- TEXT SECTION -
________________________

New York Times columnist David Brooks supported journalist Katie Couric’s decision to edit out the late Supreme Court Justice Ruth Bader Ginsburg’s criticism of athletes who kneel to protest the national anthem — according to Couric herself.
As Breitbart News noted on Wednesday:
In her new memoir, Going There, journalist Katie Couric admitted that she edited comments from the now-deceased Justice Ruth Bader Ginsburg for her 2016 interview with Yahoo! News to protect her from severe public backlash. The Justice’s crime? Criticizing the national anthem kneelers.
Though the original interview quoted Ginsburg calling the anthem protests “dumb and disrespectful,” Couric omitted parts she deemed more problematic, such as when Ginsburg reportedly said that the protesters were showing “contempt for a government that has made it possible for their parents and grandparents to live a decent life.”

________________________

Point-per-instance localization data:
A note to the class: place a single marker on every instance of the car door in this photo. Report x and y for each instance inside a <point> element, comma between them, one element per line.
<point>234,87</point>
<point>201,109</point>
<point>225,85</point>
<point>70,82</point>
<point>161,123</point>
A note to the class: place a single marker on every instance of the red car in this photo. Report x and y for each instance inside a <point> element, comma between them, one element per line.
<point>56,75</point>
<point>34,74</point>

________________________

- WHAT IS EXPECTED -
Reproduce the Couric–Ginsburg text word for word from "As Breitbart News" up to and including "national anthem kneelers.".

- RESPONSE FOR THIS EXERCISE -
As Breitbart News noted on Wednesday:
In her new memoir, Going There, journalist Katie Couric admitted that she edited comments from the now-deceased Justice Ruth Bader Ginsburg for her 2016 interview with Yahoo! News to protect her from severe public backlash. The Justice’s crime? Criticizing the national anthem kneelers.